▶ _Required task_
Rewrite the portion of the material that opens with the line containing "Each instance of the golden" and closes with the line containing "pixel 150 76", replacing each occurrence of "golden" with "gilded" and leaving everything else unchanged.

(Excerpts from location labeling data)
•••••

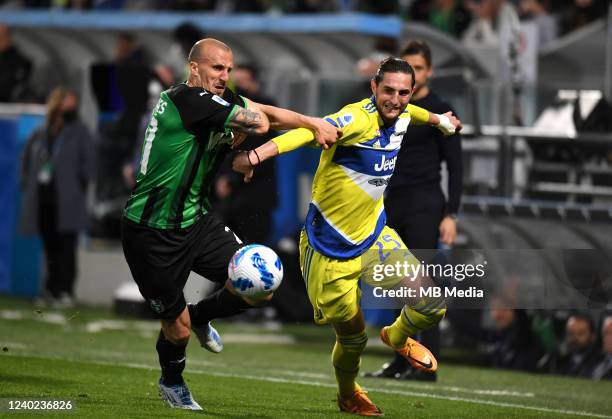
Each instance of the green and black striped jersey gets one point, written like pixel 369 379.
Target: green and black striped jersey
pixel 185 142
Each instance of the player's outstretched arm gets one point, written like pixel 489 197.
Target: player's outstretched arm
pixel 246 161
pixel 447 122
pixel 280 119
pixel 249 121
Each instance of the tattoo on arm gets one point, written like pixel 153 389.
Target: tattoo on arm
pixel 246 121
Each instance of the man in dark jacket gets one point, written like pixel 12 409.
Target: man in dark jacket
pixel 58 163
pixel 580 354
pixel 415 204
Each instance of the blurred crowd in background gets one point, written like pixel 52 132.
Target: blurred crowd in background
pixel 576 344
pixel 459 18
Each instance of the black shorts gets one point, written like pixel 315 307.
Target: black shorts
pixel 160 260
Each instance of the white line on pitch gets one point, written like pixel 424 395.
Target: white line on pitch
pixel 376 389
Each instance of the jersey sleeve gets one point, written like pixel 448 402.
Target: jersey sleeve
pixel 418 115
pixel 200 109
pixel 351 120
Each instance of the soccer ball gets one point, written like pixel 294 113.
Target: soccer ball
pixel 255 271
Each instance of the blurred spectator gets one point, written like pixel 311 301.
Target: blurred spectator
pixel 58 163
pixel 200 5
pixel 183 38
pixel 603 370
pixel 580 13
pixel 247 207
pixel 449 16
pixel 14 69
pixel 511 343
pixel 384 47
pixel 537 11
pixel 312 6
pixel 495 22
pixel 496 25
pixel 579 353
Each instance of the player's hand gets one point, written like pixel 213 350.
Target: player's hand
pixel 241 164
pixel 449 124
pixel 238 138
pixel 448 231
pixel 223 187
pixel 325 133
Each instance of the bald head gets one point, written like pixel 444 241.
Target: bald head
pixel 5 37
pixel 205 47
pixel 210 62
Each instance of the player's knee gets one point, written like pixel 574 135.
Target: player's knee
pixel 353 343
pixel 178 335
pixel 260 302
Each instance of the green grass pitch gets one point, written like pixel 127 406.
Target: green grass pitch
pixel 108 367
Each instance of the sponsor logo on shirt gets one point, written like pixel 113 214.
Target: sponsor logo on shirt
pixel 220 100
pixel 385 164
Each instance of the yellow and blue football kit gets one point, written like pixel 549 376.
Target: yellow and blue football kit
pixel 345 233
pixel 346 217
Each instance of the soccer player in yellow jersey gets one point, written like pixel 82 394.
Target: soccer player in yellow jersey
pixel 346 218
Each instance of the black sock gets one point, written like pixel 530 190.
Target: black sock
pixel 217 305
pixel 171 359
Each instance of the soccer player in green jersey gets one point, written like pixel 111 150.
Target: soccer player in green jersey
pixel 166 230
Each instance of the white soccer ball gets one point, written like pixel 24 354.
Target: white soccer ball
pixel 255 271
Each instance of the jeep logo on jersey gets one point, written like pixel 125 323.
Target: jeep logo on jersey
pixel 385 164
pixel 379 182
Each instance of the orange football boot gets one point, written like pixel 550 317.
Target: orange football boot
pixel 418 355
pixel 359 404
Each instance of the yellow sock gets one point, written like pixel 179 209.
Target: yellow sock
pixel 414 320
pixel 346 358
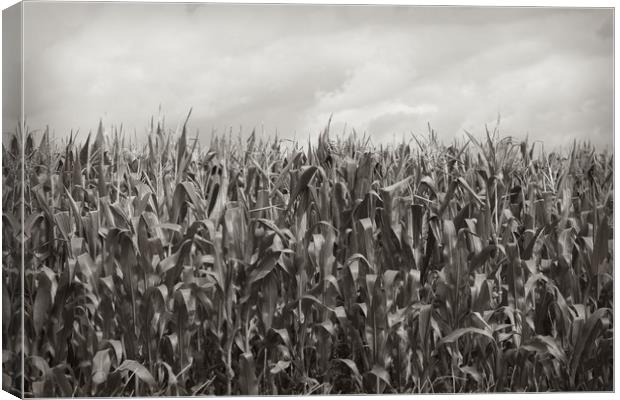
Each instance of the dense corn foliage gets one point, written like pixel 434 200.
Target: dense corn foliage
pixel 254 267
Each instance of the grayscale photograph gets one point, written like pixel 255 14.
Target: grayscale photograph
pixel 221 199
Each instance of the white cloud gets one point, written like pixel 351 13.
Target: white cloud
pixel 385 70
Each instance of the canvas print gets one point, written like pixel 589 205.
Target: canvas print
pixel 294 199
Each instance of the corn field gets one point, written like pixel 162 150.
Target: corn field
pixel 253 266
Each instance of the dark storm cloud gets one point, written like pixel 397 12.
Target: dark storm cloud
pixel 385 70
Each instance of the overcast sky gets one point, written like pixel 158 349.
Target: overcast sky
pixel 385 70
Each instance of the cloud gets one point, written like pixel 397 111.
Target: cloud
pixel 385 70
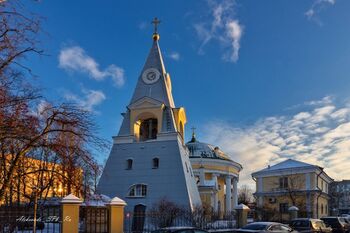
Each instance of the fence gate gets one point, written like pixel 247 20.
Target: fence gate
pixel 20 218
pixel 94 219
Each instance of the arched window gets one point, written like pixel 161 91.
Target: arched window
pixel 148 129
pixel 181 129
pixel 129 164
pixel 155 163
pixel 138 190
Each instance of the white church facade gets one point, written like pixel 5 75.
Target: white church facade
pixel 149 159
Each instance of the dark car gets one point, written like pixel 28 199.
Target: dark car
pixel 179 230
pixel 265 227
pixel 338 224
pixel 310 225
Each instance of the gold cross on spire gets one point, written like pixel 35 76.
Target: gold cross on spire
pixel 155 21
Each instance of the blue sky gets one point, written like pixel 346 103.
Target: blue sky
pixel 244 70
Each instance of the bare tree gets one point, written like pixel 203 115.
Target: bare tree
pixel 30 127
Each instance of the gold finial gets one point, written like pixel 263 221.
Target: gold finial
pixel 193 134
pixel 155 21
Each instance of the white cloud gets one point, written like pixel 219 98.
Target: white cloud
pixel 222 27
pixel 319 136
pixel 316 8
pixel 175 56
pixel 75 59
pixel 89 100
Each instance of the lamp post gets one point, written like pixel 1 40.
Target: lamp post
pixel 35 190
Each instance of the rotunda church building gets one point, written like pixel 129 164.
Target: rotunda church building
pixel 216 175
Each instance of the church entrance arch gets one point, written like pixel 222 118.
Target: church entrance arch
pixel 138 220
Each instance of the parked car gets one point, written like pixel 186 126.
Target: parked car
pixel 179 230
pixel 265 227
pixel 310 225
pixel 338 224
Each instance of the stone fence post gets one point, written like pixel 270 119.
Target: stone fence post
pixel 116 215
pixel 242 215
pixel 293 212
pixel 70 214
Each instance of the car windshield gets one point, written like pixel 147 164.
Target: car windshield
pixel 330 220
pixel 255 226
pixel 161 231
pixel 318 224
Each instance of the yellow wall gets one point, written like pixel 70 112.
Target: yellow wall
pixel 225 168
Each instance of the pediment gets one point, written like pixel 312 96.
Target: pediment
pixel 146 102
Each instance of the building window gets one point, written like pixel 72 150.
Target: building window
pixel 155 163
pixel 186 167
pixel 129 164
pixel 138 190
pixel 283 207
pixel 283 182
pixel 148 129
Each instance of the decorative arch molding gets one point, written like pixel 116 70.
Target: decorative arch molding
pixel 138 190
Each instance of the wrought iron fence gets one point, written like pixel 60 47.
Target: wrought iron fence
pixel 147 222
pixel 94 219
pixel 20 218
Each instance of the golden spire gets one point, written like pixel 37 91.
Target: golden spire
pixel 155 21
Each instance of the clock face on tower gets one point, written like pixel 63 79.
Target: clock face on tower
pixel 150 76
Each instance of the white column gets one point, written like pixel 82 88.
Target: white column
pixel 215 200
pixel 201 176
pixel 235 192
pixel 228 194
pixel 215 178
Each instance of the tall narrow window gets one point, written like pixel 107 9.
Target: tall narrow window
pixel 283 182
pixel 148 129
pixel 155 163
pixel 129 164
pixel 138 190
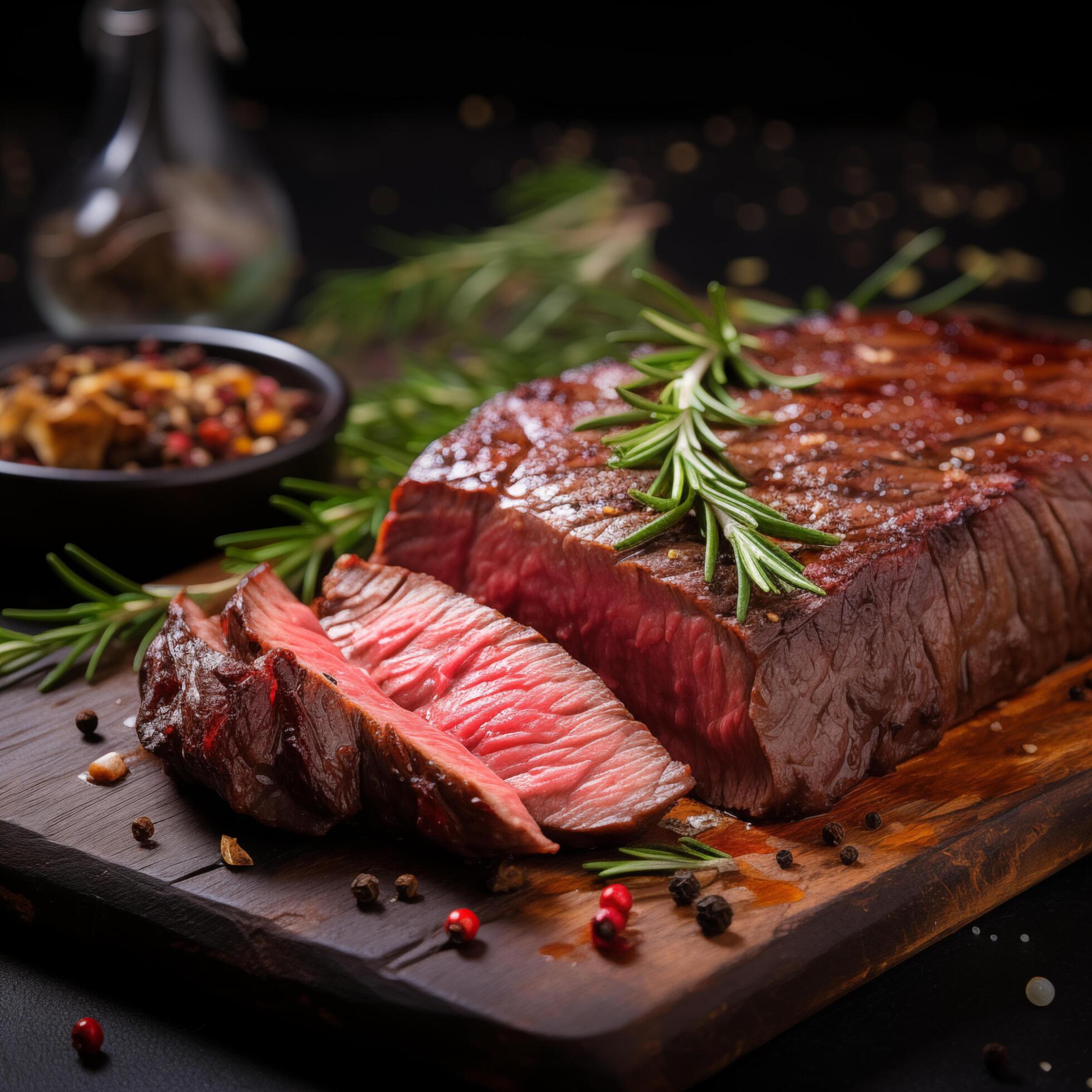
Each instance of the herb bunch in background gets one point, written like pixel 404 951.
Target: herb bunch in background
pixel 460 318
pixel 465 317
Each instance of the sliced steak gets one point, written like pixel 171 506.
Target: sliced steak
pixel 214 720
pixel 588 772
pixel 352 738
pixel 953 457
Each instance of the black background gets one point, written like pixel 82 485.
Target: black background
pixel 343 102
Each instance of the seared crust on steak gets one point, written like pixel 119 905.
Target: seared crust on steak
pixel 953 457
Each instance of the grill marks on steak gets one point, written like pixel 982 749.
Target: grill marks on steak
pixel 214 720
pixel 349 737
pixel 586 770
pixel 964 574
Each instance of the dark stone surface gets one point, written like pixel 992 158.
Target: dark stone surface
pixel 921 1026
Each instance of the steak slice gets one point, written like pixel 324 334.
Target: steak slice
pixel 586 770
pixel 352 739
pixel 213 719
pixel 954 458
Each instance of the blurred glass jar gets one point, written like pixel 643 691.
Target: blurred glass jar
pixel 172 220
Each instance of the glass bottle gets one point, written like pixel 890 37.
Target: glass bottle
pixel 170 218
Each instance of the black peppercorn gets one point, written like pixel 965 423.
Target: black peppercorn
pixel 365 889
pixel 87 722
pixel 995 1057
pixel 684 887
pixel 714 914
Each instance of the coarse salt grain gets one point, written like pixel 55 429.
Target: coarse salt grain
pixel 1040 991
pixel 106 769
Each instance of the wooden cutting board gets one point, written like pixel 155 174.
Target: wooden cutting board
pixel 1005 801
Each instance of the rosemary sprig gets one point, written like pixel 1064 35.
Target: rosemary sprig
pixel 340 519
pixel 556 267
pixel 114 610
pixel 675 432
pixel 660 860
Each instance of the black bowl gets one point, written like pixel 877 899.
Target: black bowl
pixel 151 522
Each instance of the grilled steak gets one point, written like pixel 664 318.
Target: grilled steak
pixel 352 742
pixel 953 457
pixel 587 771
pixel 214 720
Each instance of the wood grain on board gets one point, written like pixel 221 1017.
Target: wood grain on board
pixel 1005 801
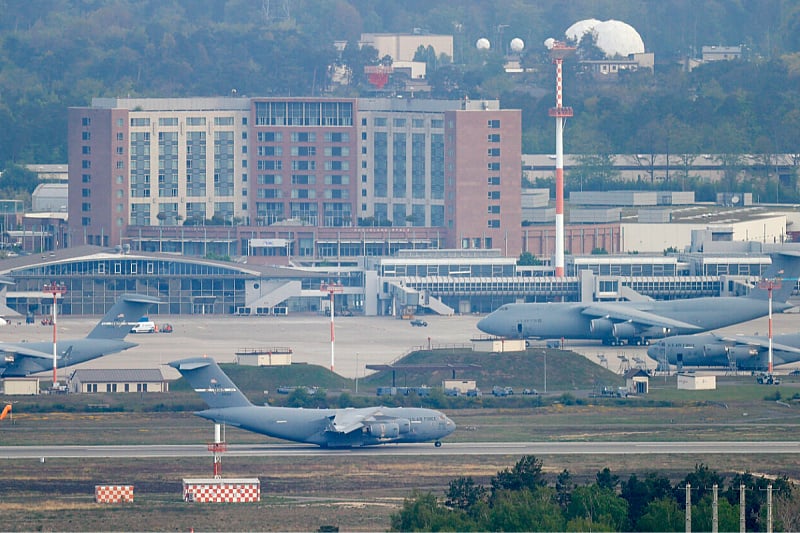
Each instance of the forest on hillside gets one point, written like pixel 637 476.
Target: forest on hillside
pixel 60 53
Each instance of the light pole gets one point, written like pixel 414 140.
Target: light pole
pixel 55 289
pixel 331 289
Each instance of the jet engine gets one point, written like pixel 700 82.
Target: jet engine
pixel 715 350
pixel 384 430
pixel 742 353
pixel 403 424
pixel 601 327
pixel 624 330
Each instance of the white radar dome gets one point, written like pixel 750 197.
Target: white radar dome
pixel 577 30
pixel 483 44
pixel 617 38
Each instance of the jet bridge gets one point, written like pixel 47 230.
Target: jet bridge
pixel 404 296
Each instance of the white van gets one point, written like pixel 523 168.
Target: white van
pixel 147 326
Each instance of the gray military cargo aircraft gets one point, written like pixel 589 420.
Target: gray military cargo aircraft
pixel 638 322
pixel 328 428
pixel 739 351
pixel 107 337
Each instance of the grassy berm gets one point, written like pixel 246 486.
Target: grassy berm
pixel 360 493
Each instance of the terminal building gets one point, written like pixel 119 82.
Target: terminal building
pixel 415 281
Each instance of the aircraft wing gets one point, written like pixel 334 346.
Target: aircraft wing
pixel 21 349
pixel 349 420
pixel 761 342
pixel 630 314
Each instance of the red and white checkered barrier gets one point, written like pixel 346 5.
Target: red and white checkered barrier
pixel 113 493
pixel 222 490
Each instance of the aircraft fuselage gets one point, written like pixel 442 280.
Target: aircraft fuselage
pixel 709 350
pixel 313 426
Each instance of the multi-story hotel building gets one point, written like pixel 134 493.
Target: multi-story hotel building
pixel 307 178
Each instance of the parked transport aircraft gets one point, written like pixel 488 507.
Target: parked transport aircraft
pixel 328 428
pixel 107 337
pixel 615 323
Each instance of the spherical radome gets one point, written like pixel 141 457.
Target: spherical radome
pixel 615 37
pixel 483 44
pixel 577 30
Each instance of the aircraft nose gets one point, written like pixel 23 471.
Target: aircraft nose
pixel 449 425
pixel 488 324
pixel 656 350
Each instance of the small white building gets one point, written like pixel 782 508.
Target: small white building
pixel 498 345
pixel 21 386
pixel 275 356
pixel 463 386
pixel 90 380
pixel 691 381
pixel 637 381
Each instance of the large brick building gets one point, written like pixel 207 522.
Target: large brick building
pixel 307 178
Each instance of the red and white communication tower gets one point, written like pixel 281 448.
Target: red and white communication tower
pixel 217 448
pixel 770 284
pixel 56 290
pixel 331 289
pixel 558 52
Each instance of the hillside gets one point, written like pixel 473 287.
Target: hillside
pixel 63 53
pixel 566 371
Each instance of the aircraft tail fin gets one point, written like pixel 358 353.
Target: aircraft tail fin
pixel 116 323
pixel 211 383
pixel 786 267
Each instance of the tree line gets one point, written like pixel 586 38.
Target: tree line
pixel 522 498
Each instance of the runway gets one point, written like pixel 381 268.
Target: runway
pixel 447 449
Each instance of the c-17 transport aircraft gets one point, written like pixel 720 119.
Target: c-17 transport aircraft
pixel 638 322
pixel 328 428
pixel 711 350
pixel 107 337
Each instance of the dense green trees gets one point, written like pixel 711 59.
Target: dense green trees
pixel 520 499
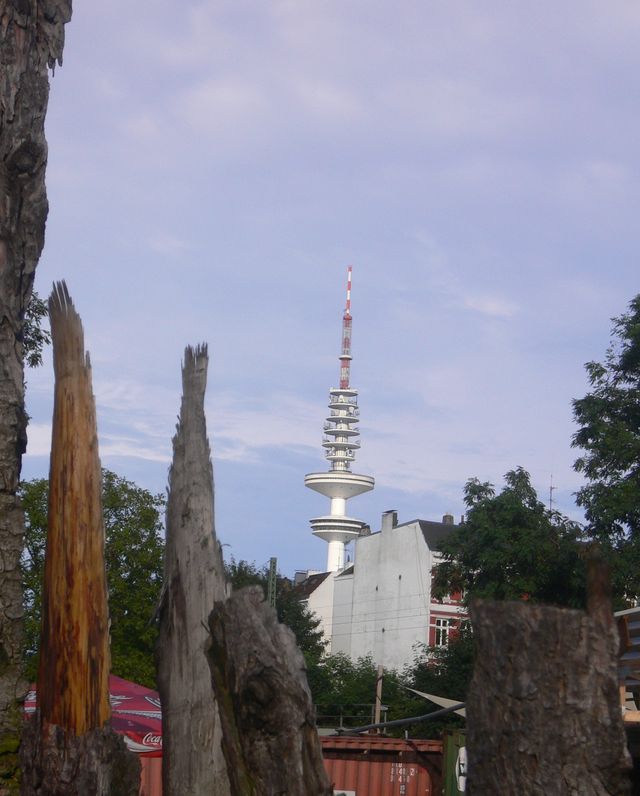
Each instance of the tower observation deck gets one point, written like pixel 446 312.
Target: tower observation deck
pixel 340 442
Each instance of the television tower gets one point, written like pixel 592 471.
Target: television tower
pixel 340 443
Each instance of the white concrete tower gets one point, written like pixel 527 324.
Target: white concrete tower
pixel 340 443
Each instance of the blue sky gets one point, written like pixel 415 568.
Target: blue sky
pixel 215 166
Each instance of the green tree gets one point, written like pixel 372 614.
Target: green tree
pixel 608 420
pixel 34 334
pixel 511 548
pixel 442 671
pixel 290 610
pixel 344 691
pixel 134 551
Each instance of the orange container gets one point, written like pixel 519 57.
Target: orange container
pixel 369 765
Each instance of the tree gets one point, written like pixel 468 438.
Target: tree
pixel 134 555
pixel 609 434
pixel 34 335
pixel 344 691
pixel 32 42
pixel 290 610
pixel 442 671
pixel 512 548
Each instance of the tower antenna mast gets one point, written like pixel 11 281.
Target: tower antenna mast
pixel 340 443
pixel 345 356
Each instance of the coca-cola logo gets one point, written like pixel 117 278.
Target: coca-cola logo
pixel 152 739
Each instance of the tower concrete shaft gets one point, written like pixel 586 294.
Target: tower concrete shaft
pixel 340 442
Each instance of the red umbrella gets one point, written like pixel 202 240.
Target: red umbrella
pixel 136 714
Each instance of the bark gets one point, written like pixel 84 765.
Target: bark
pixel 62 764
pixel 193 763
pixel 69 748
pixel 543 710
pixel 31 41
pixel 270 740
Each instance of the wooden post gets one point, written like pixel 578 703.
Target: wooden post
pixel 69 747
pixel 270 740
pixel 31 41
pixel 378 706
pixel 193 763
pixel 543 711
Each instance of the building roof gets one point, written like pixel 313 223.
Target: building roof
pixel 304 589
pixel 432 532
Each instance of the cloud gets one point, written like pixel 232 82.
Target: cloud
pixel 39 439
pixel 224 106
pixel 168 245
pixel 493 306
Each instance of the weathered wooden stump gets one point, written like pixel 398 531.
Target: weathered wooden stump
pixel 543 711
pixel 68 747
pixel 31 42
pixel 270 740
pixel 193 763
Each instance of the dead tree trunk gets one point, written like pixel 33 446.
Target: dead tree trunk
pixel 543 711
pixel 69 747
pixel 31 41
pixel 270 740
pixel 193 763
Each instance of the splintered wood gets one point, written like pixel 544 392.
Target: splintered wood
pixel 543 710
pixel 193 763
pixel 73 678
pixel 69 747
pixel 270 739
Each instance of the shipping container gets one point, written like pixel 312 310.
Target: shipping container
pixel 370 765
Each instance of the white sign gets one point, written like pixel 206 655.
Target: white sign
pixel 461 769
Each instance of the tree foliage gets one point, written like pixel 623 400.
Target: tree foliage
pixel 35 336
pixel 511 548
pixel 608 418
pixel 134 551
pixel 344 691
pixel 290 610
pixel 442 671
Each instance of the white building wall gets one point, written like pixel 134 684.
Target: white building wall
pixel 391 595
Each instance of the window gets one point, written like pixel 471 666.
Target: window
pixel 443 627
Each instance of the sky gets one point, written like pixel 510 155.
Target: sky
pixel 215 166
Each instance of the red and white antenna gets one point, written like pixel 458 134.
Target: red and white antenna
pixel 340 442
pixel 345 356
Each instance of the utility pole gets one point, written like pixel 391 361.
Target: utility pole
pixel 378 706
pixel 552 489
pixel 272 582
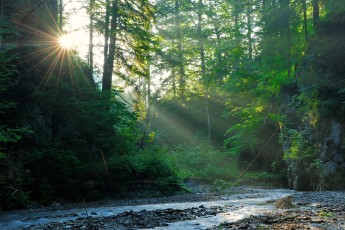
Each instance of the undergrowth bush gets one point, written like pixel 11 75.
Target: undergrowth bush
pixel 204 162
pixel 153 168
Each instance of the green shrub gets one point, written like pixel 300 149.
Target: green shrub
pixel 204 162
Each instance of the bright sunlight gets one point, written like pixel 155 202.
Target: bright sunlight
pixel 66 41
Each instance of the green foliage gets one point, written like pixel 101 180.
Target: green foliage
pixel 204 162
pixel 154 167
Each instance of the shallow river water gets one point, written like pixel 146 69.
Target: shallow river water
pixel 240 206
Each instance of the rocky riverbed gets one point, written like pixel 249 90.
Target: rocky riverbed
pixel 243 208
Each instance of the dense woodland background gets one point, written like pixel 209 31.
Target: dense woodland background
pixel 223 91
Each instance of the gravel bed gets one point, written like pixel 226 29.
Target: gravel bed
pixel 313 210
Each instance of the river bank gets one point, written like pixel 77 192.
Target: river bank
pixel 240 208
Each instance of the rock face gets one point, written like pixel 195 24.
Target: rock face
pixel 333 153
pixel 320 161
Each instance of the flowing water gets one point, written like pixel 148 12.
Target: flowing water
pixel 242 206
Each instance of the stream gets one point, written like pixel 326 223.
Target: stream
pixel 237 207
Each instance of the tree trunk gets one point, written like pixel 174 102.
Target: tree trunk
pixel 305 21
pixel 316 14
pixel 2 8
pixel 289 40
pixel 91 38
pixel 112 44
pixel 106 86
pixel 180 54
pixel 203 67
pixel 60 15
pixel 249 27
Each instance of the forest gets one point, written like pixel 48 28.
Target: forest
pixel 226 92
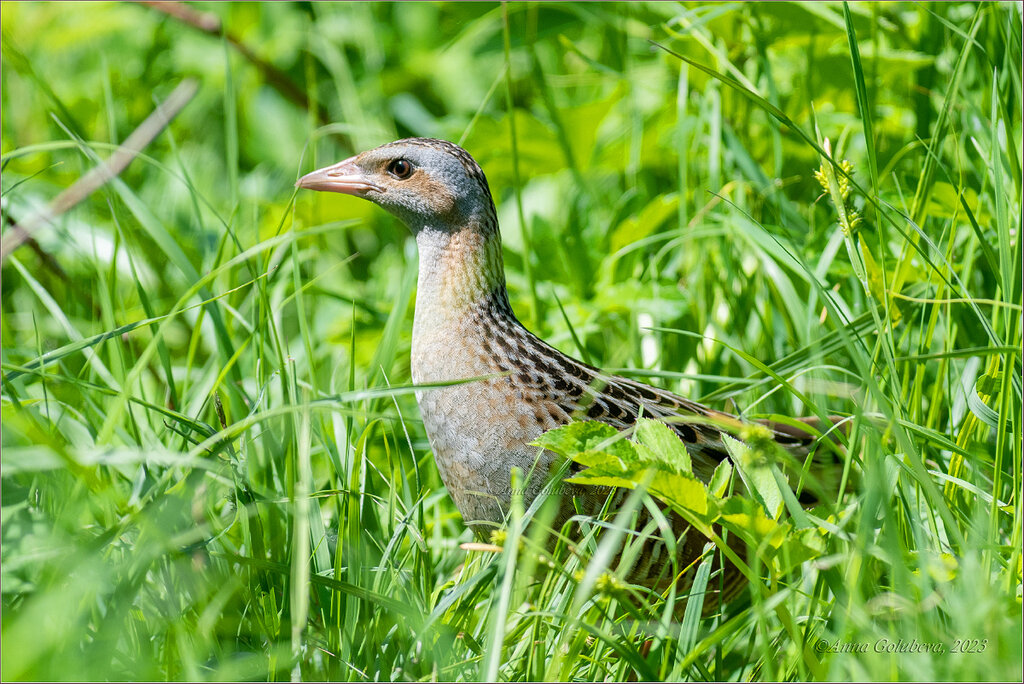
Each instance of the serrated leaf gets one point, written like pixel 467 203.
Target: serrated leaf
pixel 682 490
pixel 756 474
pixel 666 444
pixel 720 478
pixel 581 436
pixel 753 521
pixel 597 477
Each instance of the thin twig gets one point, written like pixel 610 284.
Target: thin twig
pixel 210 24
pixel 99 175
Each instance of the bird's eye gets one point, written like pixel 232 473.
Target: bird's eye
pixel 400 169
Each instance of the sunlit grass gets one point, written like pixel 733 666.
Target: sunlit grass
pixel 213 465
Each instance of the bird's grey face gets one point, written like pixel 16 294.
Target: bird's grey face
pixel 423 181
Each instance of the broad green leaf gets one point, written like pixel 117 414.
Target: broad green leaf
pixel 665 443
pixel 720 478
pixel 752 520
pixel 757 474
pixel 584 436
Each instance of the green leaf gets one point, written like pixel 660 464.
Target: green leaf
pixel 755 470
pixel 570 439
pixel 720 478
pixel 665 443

•••••

▶ _The answer_
Each instance of the gilded spire gets one point, written like pixel 37 91.
Target: gilded spire
pixel 155 21
Each instance of the clock face on tower gets one point, written like pixel 63 79.
Target: clock face on tower
pixel 150 76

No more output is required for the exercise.